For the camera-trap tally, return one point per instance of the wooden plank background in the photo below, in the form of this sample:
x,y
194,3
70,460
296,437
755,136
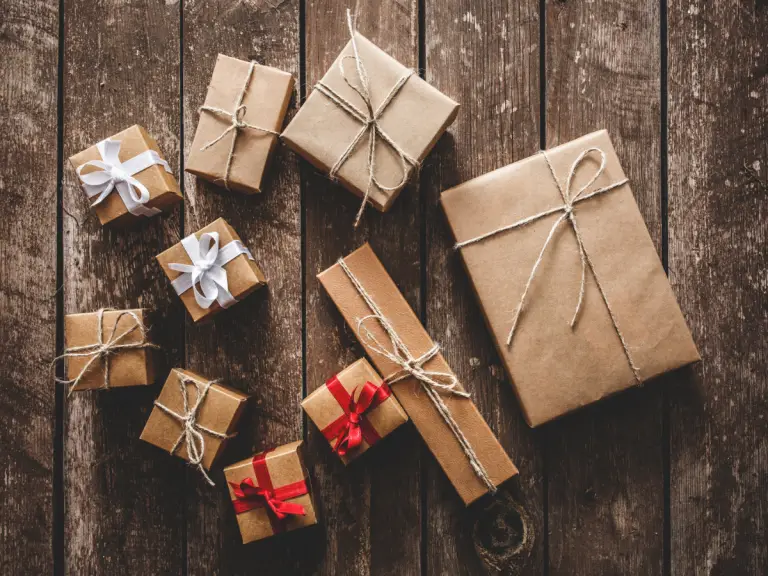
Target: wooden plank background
x,y
668,479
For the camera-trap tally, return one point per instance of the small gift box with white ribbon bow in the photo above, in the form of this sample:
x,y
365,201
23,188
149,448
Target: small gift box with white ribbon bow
x,y
126,178
354,410
211,269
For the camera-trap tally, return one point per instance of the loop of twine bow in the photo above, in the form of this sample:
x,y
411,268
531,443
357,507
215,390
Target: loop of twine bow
x,y
370,122
570,201
432,382
102,349
192,433
236,123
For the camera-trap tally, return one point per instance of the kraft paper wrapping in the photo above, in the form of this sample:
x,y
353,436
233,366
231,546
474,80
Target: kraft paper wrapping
x,y
126,367
243,275
163,189
220,411
285,465
438,437
415,119
555,369
323,409
266,99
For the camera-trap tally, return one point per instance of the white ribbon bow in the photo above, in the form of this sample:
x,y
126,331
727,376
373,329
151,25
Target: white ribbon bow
x,y
117,175
207,269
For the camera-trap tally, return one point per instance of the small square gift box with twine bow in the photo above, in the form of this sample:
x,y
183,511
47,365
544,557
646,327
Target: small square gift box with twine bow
x,y
271,493
239,124
211,269
354,410
107,349
568,278
369,123
126,178
193,418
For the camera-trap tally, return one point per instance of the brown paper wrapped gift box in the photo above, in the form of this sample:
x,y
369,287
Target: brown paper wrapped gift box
x,y
555,368
415,119
265,102
324,409
243,275
436,433
285,465
163,189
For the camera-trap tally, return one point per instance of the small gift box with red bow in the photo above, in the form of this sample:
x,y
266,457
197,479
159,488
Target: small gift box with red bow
x,y
270,493
354,410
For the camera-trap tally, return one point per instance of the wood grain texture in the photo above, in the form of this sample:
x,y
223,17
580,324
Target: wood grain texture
x,y
123,509
29,44
256,346
372,509
718,208
605,464
487,58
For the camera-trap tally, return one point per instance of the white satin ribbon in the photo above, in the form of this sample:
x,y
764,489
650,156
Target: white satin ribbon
x,y
116,175
207,269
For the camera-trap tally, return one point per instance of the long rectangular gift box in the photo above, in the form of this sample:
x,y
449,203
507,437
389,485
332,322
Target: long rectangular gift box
x,y
419,376
567,277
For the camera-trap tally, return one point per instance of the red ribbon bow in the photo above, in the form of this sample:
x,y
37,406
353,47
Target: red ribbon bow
x,y
351,427
248,496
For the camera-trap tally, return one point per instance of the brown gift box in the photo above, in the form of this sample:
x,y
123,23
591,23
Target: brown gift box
x,y
556,369
265,103
163,189
285,466
324,409
126,367
368,269
243,274
220,411
415,119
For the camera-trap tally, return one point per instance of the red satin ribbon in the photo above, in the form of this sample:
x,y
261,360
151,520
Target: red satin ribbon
x,y
351,427
248,496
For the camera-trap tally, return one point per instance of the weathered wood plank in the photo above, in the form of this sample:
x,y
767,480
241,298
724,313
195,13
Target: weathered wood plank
x,y
257,345
372,510
718,208
605,464
29,43
123,508
486,57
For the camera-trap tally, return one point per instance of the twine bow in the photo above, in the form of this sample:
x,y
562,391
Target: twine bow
x,y
237,123
570,200
432,382
192,433
117,175
369,118
103,349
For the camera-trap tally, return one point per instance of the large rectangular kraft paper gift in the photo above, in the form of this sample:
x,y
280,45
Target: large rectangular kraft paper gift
x,y
555,368
415,119
163,189
220,411
285,466
127,367
265,102
364,264
324,409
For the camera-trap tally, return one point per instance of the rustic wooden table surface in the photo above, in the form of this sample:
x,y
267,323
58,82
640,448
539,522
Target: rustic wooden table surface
x,y
669,479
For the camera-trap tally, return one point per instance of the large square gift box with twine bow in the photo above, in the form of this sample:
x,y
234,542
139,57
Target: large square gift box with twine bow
x,y
271,493
354,409
431,394
239,124
107,349
193,418
369,123
567,277
211,269
126,178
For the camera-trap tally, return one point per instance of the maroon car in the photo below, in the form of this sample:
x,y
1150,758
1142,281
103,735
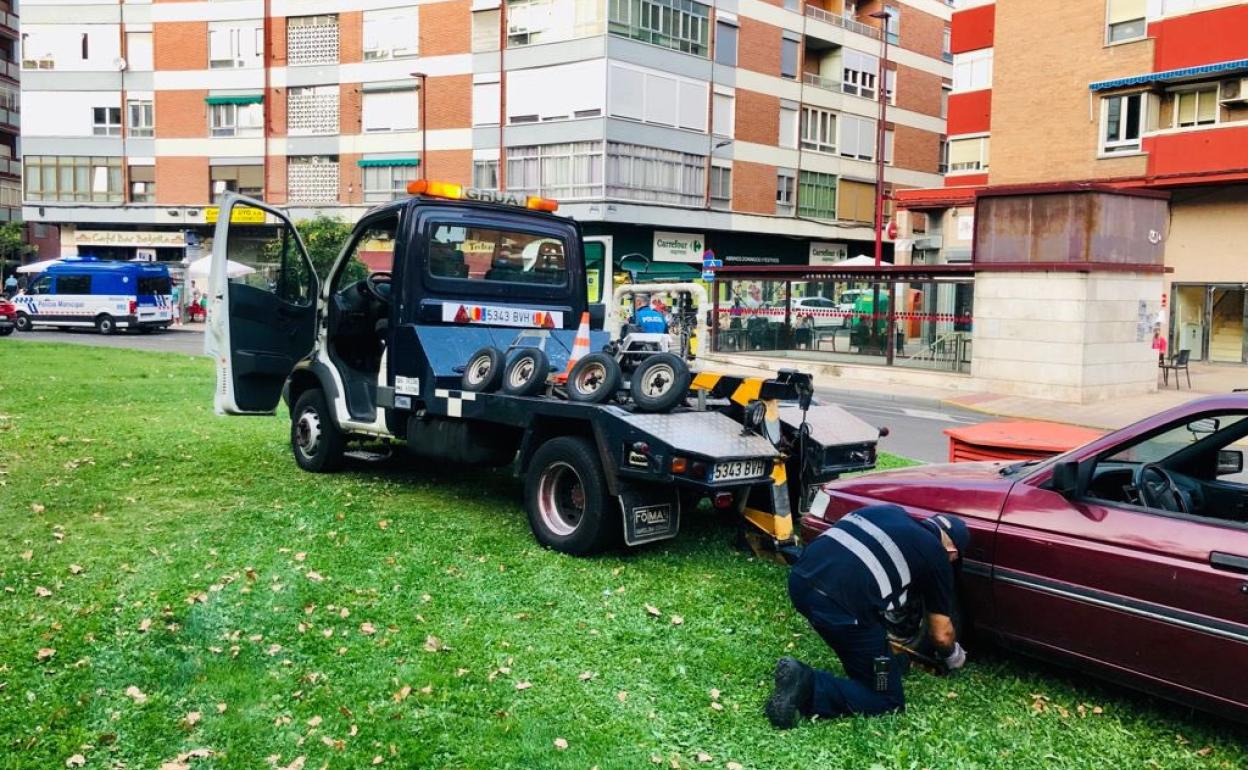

> PROBLEM DETAILS: All records above are to be output verbatim, with their pictures omitted.

> PROBLEM SOLUTION:
For the camera-trap tally, return one point per instance of the wooden plank background in the photo below, in the form of this sample:
x,y
194,3
70,460
296,437
755,136
Target: wooden plank background
x,y
668,479
For the camera-trap tally, return one point per instance of the small gift box with white ribbon bow in the photo above, in the form of this sample:
x,y
365,201
23,188
149,448
Target: small gift box with white ribbon bow
x,y
126,178
354,410
211,269
For the camera-trap tally, return one point per instance of the loop of twine bow in the photo above, in the form of this sample:
x,y
411,268
531,443
357,507
215,390
Target: loop of twine bow
x,y
370,122
570,201
432,382
102,349
192,433
236,123
For the camera-trap tally, return one point per instance of the kraft paper wrapping in the photo above, in the form of this sample:
x,y
353,436
233,366
231,546
474,80
Target: kraft paper wrapping
x,y
126,367
243,275
163,189
220,411
285,465
438,437
415,119
555,369
323,409
266,99
For the camera-trap tally, return one point per instance of the white ribbon bow in the photo above, in the form of this sample:
x,y
126,331
727,376
373,329
151,25
Target: white ribbon bow
x,y
117,175
207,269
For the camera-trap tally, return one point per instance of the small square gift box with twine bow in the photo above, in the form of this sample:
x,y
183,511
47,365
544,557
646,327
Target: small square gift box with twine bow
x,y
271,493
239,124
211,269
354,410
107,349
568,278
369,123
126,178
193,418
For the camera-trap tally, return one point per instance of the brown paper wrapped gift box in the photo above, in the form of this sample:
x,y
369,287
Target: brown paper wrapped gift box
x,y
555,368
415,119
265,102
324,409
243,275
436,433
285,465
163,189
For the camera-trap tally, return one point per instance of the small gift box with red bow in the photo above, in the form of this sample:
x,y
266,457
197,479
159,488
Target: small gift box with red bow
x,y
270,493
354,410
For the camera-trap tally, return one point per instance of the wood grain texture in the photo above, in the form of this sample:
x,y
223,17
580,324
Target: wood grain texture
x,y
123,509
29,44
256,346
372,509
718,208
605,464
487,58
For the camera-trap tally, return one point per instance of the white satin ribbon in the photo above, in the form of this sample:
x,y
764,489
650,156
Target: white satin ribbon
x,y
116,175
207,269
For the camera-trap tally, return one point per instance of the long rectangular gift box in the photo above, in the form of this sample:
x,y
449,203
507,437
389,485
332,322
Target: long rectangular gift box
x,y
419,376
567,277
For the camera-trap tally, return one point per instance of the red ribbon bow in the photo above, in the form of this sample:
x,y
37,406
353,47
Target: red ribbon bow
x,y
351,427
248,496
For the camera-trap tally, return one point per instance of the brown gift box in the photo above, in the form of this sample:
x,y
123,23
591,23
Target: brown gift box
x,y
556,369
265,103
163,189
285,466
324,409
126,367
368,269
243,274
220,411
415,119
For the camera-trap tally, return one point per instance of the red satin ribbon in the photo above, in the form of this sample:
x,y
261,360
151,520
Target: red satin ribbon
x,y
351,427
248,496
For the camera-trap tally, return one point per instance of the weathered wood plank in the photo above, in the form of this sample:
x,y
767,480
241,298
724,313
195,13
Target: weathered wood plank
x,y
257,345
372,510
718,208
605,464
29,43
123,508
486,57
For the camera-trap tally, return one point per instance of the twine bow in the photo above, in the form of this sample:
x,y
562,391
Target: twine bow
x,y
237,123
570,200
432,382
192,433
117,175
369,118
103,349
For the camera-trap tally, return one point per instance of the large rectangular kraft paper gift in the photo above, in the form of this sample:
x,y
280,45
Target: large rectangular kraft paper gift
x,y
555,368
415,119
163,189
220,411
285,466
127,367
265,102
364,264
324,409
For the camera-trap tally, return one point per instance of the rustic wooden table surface in the photo above, in the form of this sample:
x,y
267,323
58,82
640,448
539,522
Target: rustic wooden table surface
x,y
669,479
For the camera-trap tally, return one point per instance of the large square gift box with twine bow in the photo above, in the form of this sample:
x,y
234,542
139,57
Target: large square gift box with twine bow
x,y
271,493
354,409
431,394
239,124
107,349
193,418
369,123
567,277
211,269
126,178
For the camera-trap tally, return one point per instance of the maroon car in the photo below, in the form of this sample:
x,y
1150,758
1142,281
103,735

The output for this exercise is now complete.